Prompt ▸ Print each of the items below verbatim, keeping every line in its original order.

_ _ _ _ _ _ _

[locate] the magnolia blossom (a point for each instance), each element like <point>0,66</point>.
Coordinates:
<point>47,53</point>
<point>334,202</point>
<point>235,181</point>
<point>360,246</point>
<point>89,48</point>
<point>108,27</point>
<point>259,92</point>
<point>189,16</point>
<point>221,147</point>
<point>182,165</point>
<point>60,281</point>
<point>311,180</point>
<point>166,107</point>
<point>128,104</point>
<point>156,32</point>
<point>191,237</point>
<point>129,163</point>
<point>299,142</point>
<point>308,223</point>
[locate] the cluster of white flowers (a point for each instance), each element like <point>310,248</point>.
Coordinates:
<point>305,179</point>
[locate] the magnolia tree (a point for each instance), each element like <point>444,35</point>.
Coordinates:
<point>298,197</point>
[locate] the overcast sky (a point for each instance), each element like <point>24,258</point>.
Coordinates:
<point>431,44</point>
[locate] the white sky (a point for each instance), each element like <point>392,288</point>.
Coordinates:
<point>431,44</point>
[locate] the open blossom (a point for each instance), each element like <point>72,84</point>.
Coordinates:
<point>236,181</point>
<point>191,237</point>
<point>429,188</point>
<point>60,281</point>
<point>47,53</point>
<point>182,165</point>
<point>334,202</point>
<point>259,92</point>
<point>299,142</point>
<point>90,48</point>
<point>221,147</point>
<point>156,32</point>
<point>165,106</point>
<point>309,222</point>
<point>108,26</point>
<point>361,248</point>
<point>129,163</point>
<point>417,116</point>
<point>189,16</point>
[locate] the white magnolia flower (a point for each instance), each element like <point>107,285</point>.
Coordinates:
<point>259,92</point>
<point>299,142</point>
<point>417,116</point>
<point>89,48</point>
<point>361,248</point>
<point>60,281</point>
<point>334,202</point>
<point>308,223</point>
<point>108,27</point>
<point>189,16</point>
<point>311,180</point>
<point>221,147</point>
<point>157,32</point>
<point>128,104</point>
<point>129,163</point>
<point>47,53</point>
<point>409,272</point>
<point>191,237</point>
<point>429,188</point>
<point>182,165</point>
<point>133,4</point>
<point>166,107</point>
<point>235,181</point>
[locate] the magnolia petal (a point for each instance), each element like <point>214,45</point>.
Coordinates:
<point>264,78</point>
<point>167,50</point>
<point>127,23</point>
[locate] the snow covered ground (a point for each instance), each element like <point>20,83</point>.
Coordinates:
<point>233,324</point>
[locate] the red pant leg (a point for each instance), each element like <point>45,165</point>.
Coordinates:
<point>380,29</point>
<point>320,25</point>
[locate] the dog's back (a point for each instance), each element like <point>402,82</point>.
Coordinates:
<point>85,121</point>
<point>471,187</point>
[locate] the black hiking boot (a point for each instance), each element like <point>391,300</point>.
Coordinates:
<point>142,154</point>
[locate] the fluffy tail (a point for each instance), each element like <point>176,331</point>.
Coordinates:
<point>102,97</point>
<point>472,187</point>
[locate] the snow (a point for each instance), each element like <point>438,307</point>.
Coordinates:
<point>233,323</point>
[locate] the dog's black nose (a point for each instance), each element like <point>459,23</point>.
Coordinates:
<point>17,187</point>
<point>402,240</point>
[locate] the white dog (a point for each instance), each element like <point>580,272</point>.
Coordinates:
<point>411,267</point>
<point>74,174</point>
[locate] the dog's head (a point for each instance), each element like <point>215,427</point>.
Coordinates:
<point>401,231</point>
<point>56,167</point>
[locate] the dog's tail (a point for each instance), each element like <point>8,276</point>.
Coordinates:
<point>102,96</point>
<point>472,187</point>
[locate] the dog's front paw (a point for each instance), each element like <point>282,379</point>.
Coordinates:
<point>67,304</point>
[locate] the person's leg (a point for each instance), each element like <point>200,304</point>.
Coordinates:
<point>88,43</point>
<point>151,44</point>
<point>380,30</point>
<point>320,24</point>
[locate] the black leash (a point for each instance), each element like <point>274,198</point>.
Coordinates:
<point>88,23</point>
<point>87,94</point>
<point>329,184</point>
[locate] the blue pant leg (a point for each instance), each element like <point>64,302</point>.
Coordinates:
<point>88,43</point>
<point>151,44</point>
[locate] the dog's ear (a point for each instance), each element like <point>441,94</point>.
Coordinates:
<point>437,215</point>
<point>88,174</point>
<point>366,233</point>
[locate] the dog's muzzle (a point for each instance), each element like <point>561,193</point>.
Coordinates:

_ _ _ _ _ _ _

Output ▸
[locate] the magnolia blossom (a point for each instance), each element like <point>0,66</point>.
Coordinates:
<point>47,53</point>
<point>334,202</point>
<point>235,181</point>
<point>360,246</point>
<point>89,48</point>
<point>108,27</point>
<point>259,92</point>
<point>189,16</point>
<point>221,147</point>
<point>182,165</point>
<point>60,281</point>
<point>311,180</point>
<point>166,107</point>
<point>128,104</point>
<point>156,32</point>
<point>191,237</point>
<point>129,163</point>
<point>299,142</point>
<point>308,223</point>
[locate] the cluster of white flowers (a point for each instance), each element like <point>310,248</point>.
Coordinates:
<point>305,179</point>
[locate] the magnolia tree (a point for each instance), each element like <point>444,35</point>.
Coordinates:
<point>298,197</point>
[locate] the overcast sky (a point for each instance), each element like <point>24,258</point>.
Coordinates:
<point>431,44</point>
[locate] the white sky (a point for each instance), each element like <point>392,288</point>.
Coordinates:
<point>431,44</point>
[locate] the open blossom (a point for each instance), each element like <point>72,84</point>.
Coordinates:
<point>236,181</point>
<point>191,237</point>
<point>429,188</point>
<point>60,281</point>
<point>47,53</point>
<point>182,165</point>
<point>334,202</point>
<point>259,92</point>
<point>299,142</point>
<point>90,48</point>
<point>221,147</point>
<point>156,32</point>
<point>165,106</point>
<point>309,222</point>
<point>108,26</point>
<point>361,248</point>
<point>129,163</point>
<point>417,116</point>
<point>189,16</point>
[locate] the white magnolia flower (a point for each instance), each element like <point>107,285</point>.
Coordinates:
<point>259,92</point>
<point>299,142</point>
<point>417,116</point>
<point>89,48</point>
<point>361,248</point>
<point>60,281</point>
<point>334,202</point>
<point>308,223</point>
<point>108,27</point>
<point>189,16</point>
<point>311,180</point>
<point>221,147</point>
<point>157,32</point>
<point>128,104</point>
<point>129,163</point>
<point>47,53</point>
<point>409,272</point>
<point>191,237</point>
<point>429,188</point>
<point>182,165</point>
<point>133,4</point>
<point>166,107</point>
<point>235,181</point>
[locate] the magnolia petal (a point for each instance), each element like <point>214,45</point>.
Coordinates:
<point>264,78</point>
<point>167,50</point>
<point>127,23</point>
[locate] the snow covered ground (a point for each instance), each element like <point>20,83</point>.
Coordinates:
<point>233,324</point>
[locate] the red pant leg (a point for each instance), each element like <point>45,165</point>.
Coordinates:
<point>380,29</point>
<point>320,25</point>
[locate] the dog's back (a point for each instance), each element like <point>402,82</point>.
Coordinates:
<point>85,121</point>
<point>471,187</point>
[locate] the black hiking boot (a point for each instance), each element like <point>391,300</point>.
Coordinates:
<point>142,154</point>
[locate] the fluffy tail (a point for each instance), each element like <point>176,331</point>.
Coordinates:
<point>102,97</point>
<point>472,187</point>
[locate] the snow (a point for each instance), each element like <point>438,307</point>.
Coordinates:
<point>233,323</point>
[locate] the dog's black nose (a point for each instance), each element like <point>459,23</point>.
Coordinates:
<point>17,187</point>
<point>402,240</point>
[locate] the white dog (a point for each instance), each element like <point>580,272</point>.
Coordinates:
<point>411,267</point>
<point>74,174</point>
[locate] the dog's head (a point for each instance), each element like <point>215,427</point>.
Coordinates:
<point>401,231</point>
<point>56,167</point>
[locate] the dog's tail (a point for each instance), each element like <point>8,276</point>.
Coordinates:
<point>102,96</point>
<point>472,187</point>
[locate] the dog's front paw (a point for each instance), each element like <point>282,379</point>.
Coordinates:
<point>67,304</point>
[locate] the person's leg (a point for each instance), each element like <point>200,304</point>.
Coordinates:
<point>88,43</point>
<point>151,44</point>
<point>380,30</point>
<point>320,24</point>
[locate] the black leash (a point for each instance), each element like <point>274,198</point>.
Coordinates:
<point>88,23</point>
<point>87,94</point>
<point>329,184</point>
[locate] the blue pant leg (a point for each instance), each element like <point>64,302</point>.
Coordinates:
<point>88,43</point>
<point>151,44</point>
[locate] the dog's ear (a point for each instance), each element like <point>441,94</point>.
Coordinates:
<point>437,215</point>
<point>88,174</point>
<point>366,233</point>
[locate] the dog's muzzle (a point for each instance), each element like <point>561,193</point>.
Coordinates:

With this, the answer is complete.